> [Zu bearbeitende Aufgaben]
a: Beantworten Sie anhand des Forumsbeitrags die folgenden Fragen:
(i) An welchem Ort und an welchem Datum wurde der Brief abgeschickt?
(ii) Mit wie vielen Kreuzern wurde der Brief bis zur Postvereinsgrenze frankiert?
(iii) Wo und wie wurde das Weiterfranko vermerkt?
b: Stimmen die folgenden Aussagen mit dem Forumsbeitrag überein? Antworten Sie jeweils mit Ja oder Nein, und zitieren Sie die entscheidende Stelle.
(i) Der Brief gehört der Person, die den Forumsbeitrag geschrieben hat.
(ii) Der Absender wählte die British open mail als Laufweg.
(iii) Das Weiterfranko wurde mit Briefmarken entrichtet.

> [Ausgangstext]
• Guten Abend zusammen,

    da ich gerade mit bayern klassisch über diesen Brief gesprochen habe, möchte ich ihn auch hier im Forum vorstellen.

    Leider ist es nicht meiner, sondern nur aus meinem Archiv.

    Der Brief ging von Marktbreit am 26.7.1853 auf seine Reise nach Milvaukee/USA. Die möglichen Laufwege waren über Frankreich, über Bremen, mit der prussian closed mail über Aachen oder mit der British open mail über London.

    Der Absender entschied sich für die British open mail, erkennbar am roten P- Stempel und dem roten paid-Stempel für vollbezahlt. Er wurde bis zur Postvereinsgrenze mit 9 Kreuzer frankiert, das Weiterfranko i.H.v. 38 Kreuzer wurde bar bezahlt und rückseitig mit 14/24 vermerkt. 14x dürften Belgien und England bekommen haben, der Rest war Seeporto und USA.

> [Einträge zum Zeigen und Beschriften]
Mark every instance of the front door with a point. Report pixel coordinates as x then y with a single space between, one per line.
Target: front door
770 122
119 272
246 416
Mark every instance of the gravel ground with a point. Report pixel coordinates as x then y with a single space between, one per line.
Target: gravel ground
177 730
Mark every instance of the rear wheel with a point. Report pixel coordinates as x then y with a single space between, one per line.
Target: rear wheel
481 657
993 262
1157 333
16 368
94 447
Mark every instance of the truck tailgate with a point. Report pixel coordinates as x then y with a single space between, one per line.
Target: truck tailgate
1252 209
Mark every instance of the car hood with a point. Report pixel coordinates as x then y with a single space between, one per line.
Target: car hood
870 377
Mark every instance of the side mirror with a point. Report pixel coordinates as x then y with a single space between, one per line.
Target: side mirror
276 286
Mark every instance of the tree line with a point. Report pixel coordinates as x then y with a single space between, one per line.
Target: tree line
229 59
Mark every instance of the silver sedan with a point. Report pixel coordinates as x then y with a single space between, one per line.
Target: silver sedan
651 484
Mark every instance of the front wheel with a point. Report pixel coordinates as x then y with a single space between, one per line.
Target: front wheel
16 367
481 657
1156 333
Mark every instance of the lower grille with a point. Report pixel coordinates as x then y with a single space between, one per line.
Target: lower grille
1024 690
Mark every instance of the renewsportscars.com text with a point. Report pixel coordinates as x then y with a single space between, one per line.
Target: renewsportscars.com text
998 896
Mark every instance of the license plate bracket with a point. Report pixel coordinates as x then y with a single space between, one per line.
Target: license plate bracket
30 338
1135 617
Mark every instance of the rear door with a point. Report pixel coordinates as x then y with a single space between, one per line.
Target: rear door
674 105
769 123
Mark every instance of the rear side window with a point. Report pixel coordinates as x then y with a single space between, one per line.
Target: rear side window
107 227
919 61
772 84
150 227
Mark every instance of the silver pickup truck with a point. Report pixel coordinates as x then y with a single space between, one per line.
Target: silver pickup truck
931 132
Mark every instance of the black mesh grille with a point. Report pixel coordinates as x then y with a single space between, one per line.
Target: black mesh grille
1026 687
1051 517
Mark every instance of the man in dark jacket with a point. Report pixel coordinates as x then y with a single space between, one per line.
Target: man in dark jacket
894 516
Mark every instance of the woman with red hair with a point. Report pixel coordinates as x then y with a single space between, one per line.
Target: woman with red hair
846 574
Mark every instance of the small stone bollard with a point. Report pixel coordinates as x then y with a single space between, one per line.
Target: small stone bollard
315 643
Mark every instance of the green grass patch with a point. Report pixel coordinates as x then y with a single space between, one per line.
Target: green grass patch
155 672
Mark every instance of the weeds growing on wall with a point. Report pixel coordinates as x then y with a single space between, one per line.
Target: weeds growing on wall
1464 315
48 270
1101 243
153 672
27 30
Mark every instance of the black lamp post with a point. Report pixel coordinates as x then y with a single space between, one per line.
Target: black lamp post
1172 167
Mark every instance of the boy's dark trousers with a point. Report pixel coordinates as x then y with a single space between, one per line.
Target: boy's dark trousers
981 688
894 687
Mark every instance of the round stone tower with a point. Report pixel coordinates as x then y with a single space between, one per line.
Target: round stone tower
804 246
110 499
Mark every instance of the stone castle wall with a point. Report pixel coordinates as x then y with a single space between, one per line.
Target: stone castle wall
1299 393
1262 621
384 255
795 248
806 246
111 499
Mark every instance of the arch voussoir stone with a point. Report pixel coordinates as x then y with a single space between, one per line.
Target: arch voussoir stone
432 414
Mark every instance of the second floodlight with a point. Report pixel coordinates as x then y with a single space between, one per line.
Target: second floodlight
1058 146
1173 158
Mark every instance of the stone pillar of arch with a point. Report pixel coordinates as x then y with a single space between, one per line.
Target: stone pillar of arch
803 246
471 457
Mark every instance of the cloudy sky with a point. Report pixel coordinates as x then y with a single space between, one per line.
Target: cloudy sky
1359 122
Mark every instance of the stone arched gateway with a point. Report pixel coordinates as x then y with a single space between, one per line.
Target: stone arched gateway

> [Antworten]
a:
(i) In Marktbreit, am 26.7.1853.
(ii) Mit 9 Kreuzern.
(iii) Auf der Rückseite, mit 14/24.

b:
(i) Nein: „Leider ist es nicht meiner, sondern nur aus meinem Archiv.“
(ii) Ja: „Der Absender entschied sich für die British open mail“
(iii) Nein: „das Weiterfranko i.H.v. 38 Kreuzer wurde bar bezahlt“